Task directions: With the images removed, write out every line below exactly.
(Data for this exercise Opens)
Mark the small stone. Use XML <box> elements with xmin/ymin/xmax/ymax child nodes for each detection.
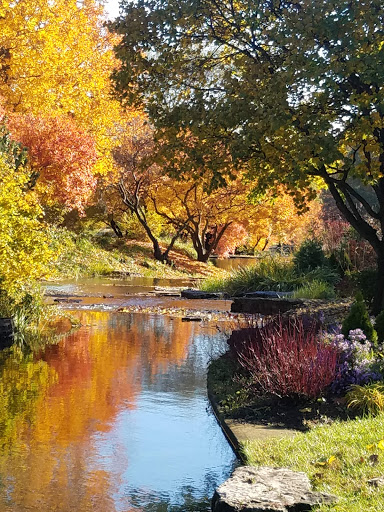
<box><xmin>368</xmin><ymin>477</ymin><xmax>384</xmax><ymax>488</ymax></box>
<box><xmin>211</xmin><ymin>466</ymin><xmax>338</xmax><ymax>512</ymax></box>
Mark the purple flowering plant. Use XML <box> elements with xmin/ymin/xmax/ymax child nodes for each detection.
<box><xmin>323</xmin><ymin>328</ymin><xmax>382</xmax><ymax>395</ymax></box>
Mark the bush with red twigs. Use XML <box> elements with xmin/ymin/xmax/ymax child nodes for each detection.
<box><xmin>227</xmin><ymin>317</ymin><xmax>338</xmax><ymax>400</ymax></box>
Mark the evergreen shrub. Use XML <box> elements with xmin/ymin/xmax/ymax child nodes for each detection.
<box><xmin>342</xmin><ymin>292</ymin><xmax>377</xmax><ymax>343</ymax></box>
<box><xmin>293</xmin><ymin>239</ymin><xmax>326</xmax><ymax>273</ymax></box>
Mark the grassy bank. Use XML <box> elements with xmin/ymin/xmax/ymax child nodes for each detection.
<box><xmin>48</xmin><ymin>229</ymin><xmax>224</xmax><ymax>280</ymax></box>
<box><xmin>243</xmin><ymin>415</ymin><xmax>384</xmax><ymax>511</ymax></box>
<box><xmin>200</xmin><ymin>256</ymin><xmax>338</xmax><ymax>298</ymax></box>
<box><xmin>208</xmin><ymin>345</ymin><xmax>384</xmax><ymax>511</ymax></box>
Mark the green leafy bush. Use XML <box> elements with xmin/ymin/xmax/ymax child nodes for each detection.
<box><xmin>342</xmin><ymin>292</ymin><xmax>377</xmax><ymax>343</ymax></box>
<box><xmin>293</xmin><ymin>239</ymin><xmax>326</xmax><ymax>273</ymax></box>
<box><xmin>304</xmin><ymin>266</ymin><xmax>340</xmax><ymax>285</ymax></box>
<box><xmin>201</xmin><ymin>257</ymin><xmax>300</xmax><ymax>295</ymax></box>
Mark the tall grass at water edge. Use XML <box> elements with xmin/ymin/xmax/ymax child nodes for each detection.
<box><xmin>200</xmin><ymin>257</ymin><xmax>339</xmax><ymax>297</ymax></box>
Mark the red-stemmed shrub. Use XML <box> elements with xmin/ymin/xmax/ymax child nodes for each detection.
<box><xmin>227</xmin><ymin>317</ymin><xmax>338</xmax><ymax>399</ymax></box>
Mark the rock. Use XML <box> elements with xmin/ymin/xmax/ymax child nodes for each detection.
<box><xmin>181</xmin><ymin>316</ymin><xmax>202</xmax><ymax>322</ymax></box>
<box><xmin>231</xmin><ymin>297</ymin><xmax>304</xmax><ymax>315</ymax></box>
<box><xmin>108</xmin><ymin>270</ymin><xmax>132</xmax><ymax>277</ymax></box>
<box><xmin>244</xmin><ymin>291</ymin><xmax>294</xmax><ymax>299</ymax></box>
<box><xmin>211</xmin><ymin>466</ymin><xmax>337</xmax><ymax>512</ymax></box>
<box><xmin>181</xmin><ymin>289</ymin><xmax>221</xmax><ymax>299</ymax></box>
<box><xmin>368</xmin><ymin>477</ymin><xmax>384</xmax><ymax>488</ymax></box>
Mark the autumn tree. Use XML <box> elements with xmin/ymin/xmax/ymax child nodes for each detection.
<box><xmin>151</xmin><ymin>176</ymin><xmax>247</xmax><ymax>262</ymax></box>
<box><xmin>8</xmin><ymin>114</ymin><xmax>98</xmax><ymax>213</ymax></box>
<box><xmin>111</xmin><ymin>116</ymin><xmax>188</xmax><ymax>262</ymax></box>
<box><xmin>0</xmin><ymin>148</ymin><xmax>52</xmax><ymax>298</ymax></box>
<box><xmin>0</xmin><ymin>0</ymin><xmax>131</xmax><ymax>214</ymax></box>
<box><xmin>244</xmin><ymin>192</ymin><xmax>323</xmax><ymax>253</ymax></box>
<box><xmin>111</xmin><ymin>0</ymin><xmax>384</xmax><ymax>312</ymax></box>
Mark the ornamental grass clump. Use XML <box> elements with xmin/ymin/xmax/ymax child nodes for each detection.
<box><xmin>227</xmin><ymin>317</ymin><xmax>338</xmax><ymax>400</ymax></box>
<box><xmin>346</xmin><ymin>383</ymin><xmax>384</xmax><ymax>416</ymax></box>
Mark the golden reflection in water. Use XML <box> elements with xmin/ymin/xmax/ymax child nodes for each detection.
<box><xmin>0</xmin><ymin>311</ymin><xmax>198</xmax><ymax>511</ymax></box>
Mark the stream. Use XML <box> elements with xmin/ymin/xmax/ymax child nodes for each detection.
<box><xmin>0</xmin><ymin>277</ymin><xmax>237</xmax><ymax>511</ymax></box>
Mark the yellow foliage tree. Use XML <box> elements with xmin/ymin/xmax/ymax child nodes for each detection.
<box><xmin>0</xmin><ymin>154</ymin><xmax>52</xmax><ymax>297</ymax></box>
<box><xmin>0</xmin><ymin>0</ymin><xmax>126</xmax><ymax>177</ymax></box>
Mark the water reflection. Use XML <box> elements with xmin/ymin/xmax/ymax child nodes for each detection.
<box><xmin>0</xmin><ymin>311</ymin><xmax>236</xmax><ymax>511</ymax></box>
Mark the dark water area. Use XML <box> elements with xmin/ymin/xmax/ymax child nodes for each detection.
<box><xmin>0</xmin><ymin>310</ymin><xmax>236</xmax><ymax>511</ymax></box>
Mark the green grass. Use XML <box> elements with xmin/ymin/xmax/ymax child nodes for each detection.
<box><xmin>48</xmin><ymin>229</ymin><xmax>140</xmax><ymax>279</ymax></box>
<box><xmin>201</xmin><ymin>257</ymin><xmax>299</xmax><ymax>295</ymax></box>
<box><xmin>293</xmin><ymin>280</ymin><xmax>336</xmax><ymax>299</ymax></box>
<box><xmin>47</xmin><ymin>228</ymin><xmax>203</xmax><ymax>280</ymax></box>
<box><xmin>243</xmin><ymin>414</ymin><xmax>384</xmax><ymax>511</ymax></box>
<box><xmin>200</xmin><ymin>256</ymin><xmax>339</xmax><ymax>297</ymax></box>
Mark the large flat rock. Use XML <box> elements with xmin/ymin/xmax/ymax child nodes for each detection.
(Data for this exercise Closes)
Exercise result:
Mark the small stone. Use XML <box> elements with xmin/ymin/xmax/ymax child nodes for each detection.
<box><xmin>368</xmin><ymin>477</ymin><xmax>384</xmax><ymax>488</ymax></box>
<box><xmin>211</xmin><ymin>466</ymin><xmax>338</xmax><ymax>512</ymax></box>
Mark the purple flowering plant. Use XML <box> elements with xmin/ymin/xmax/ymax child nodes for each detection.
<box><xmin>323</xmin><ymin>328</ymin><xmax>382</xmax><ymax>395</ymax></box>
Mark the bush with red twigs. Use XML <box> elements with xmin/ymin/xmax/ymax child nodes for each detection.
<box><xmin>227</xmin><ymin>317</ymin><xmax>338</xmax><ymax>400</ymax></box>
Mark the evergreen shrub. Use XML <box> elements with xmin/ymin/xmax/ymax child nodes for each detection.
<box><xmin>342</xmin><ymin>292</ymin><xmax>377</xmax><ymax>343</ymax></box>
<box><xmin>293</xmin><ymin>239</ymin><xmax>326</xmax><ymax>273</ymax></box>
Mark the grassy bank. Use XML <box> elements with xmin/ymin/xmax/ymax child nodes for each detection.
<box><xmin>48</xmin><ymin>229</ymin><xmax>224</xmax><ymax>280</ymax></box>
<box><xmin>243</xmin><ymin>415</ymin><xmax>384</xmax><ymax>511</ymax></box>
<box><xmin>200</xmin><ymin>256</ymin><xmax>338</xmax><ymax>298</ymax></box>
<box><xmin>208</xmin><ymin>345</ymin><xmax>384</xmax><ymax>511</ymax></box>
Mark the green leafy bush. Use XML <box> elements with xmin/ymin/xmax/ymax child nodes for each detection.
<box><xmin>342</xmin><ymin>292</ymin><xmax>377</xmax><ymax>343</ymax></box>
<box><xmin>293</xmin><ymin>239</ymin><xmax>326</xmax><ymax>273</ymax></box>
<box><xmin>304</xmin><ymin>266</ymin><xmax>340</xmax><ymax>285</ymax></box>
<box><xmin>201</xmin><ymin>257</ymin><xmax>300</xmax><ymax>295</ymax></box>
Mark the tall grass at water edge. Use XML <box> elements with xmin/ymin/xmax/ymax child nodes for each detection.
<box><xmin>200</xmin><ymin>257</ymin><xmax>339</xmax><ymax>297</ymax></box>
Mark the red-stemmed shrub. Use XML <box> elements with xmin/ymin/xmax/ymax child nodes for each detection.
<box><xmin>227</xmin><ymin>317</ymin><xmax>338</xmax><ymax>399</ymax></box>
Mark the rock. Use XML <box> elements with xmin/ymin/xmax/ymax child nodes for each detection.
<box><xmin>181</xmin><ymin>316</ymin><xmax>202</xmax><ymax>322</ymax></box>
<box><xmin>231</xmin><ymin>297</ymin><xmax>304</xmax><ymax>315</ymax></box>
<box><xmin>108</xmin><ymin>270</ymin><xmax>132</xmax><ymax>277</ymax></box>
<box><xmin>244</xmin><ymin>291</ymin><xmax>294</xmax><ymax>299</ymax></box>
<box><xmin>211</xmin><ymin>466</ymin><xmax>337</xmax><ymax>512</ymax></box>
<box><xmin>181</xmin><ymin>289</ymin><xmax>221</xmax><ymax>299</ymax></box>
<box><xmin>368</xmin><ymin>477</ymin><xmax>384</xmax><ymax>488</ymax></box>
Mark the autumn tree. Use XML <box> elements with xmin/ymin/xmax/ymax child nodes for each detection.
<box><xmin>151</xmin><ymin>176</ymin><xmax>247</xmax><ymax>262</ymax></box>
<box><xmin>8</xmin><ymin>114</ymin><xmax>98</xmax><ymax>213</ymax></box>
<box><xmin>111</xmin><ymin>116</ymin><xmax>188</xmax><ymax>262</ymax></box>
<box><xmin>0</xmin><ymin>148</ymin><xmax>52</xmax><ymax>298</ymax></box>
<box><xmin>0</xmin><ymin>0</ymin><xmax>131</xmax><ymax>214</ymax></box>
<box><xmin>244</xmin><ymin>192</ymin><xmax>323</xmax><ymax>253</ymax></box>
<box><xmin>111</xmin><ymin>0</ymin><xmax>384</xmax><ymax>312</ymax></box>
Mark the ornamental grass clump. Use XML <box> elements with xmin/ymin/xmax/ymax child nodes for each detection.
<box><xmin>227</xmin><ymin>317</ymin><xmax>338</xmax><ymax>400</ymax></box>
<box><xmin>346</xmin><ymin>383</ymin><xmax>384</xmax><ymax>416</ymax></box>
Mark the golden reflection in water. Use XML <box> elements with xmin/ymin/xmax/ymax child nodes for each detection.
<box><xmin>0</xmin><ymin>311</ymin><xmax>198</xmax><ymax>511</ymax></box>
Mark the stream. Use XML <box> elements with xmin/ymin/xmax/ymax child nodes for each detection.
<box><xmin>0</xmin><ymin>277</ymin><xmax>237</xmax><ymax>511</ymax></box>
Mark the yellow foliage tree. Use XML <box> elements with xmin/ymin/xmax/ymax child nodes for each detection.
<box><xmin>0</xmin><ymin>154</ymin><xmax>52</xmax><ymax>297</ymax></box>
<box><xmin>0</xmin><ymin>0</ymin><xmax>126</xmax><ymax>177</ymax></box>
Mark the water reflection. Use XML <box> elements with xmin/ymin/xmax/ymax child nodes for each detection.
<box><xmin>0</xmin><ymin>311</ymin><xmax>236</xmax><ymax>511</ymax></box>
Mark the dark water area. Use XML <box> elements with xmin/ymin/xmax/ymax child nodes for each detection.
<box><xmin>0</xmin><ymin>310</ymin><xmax>236</xmax><ymax>511</ymax></box>
Mark the green grass. Use XML <box> elements with xmin/ymin/xmax/ymax child nodes for each detection.
<box><xmin>48</xmin><ymin>229</ymin><xmax>140</xmax><ymax>279</ymax></box>
<box><xmin>201</xmin><ymin>257</ymin><xmax>299</xmax><ymax>295</ymax></box>
<box><xmin>293</xmin><ymin>280</ymin><xmax>336</xmax><ymax>299</ymax></box>
<box><xmin>47</xmin><ymin>228</ymin><xmax>203</xmax><ymax>280</ymax></box>
<box><xmin>243</xmin><ymin>414</ymin><xmax>384</xmax><ymax>511</ymax></box>
<box><xmin>200</xmin><ymin>256</ymin><xmax>339</xmax><ymax>297</ymax></box>
Mark the large flat rock. Use XML <box> elements with xmin/ymin/xmax/ymax child nodes for each detection.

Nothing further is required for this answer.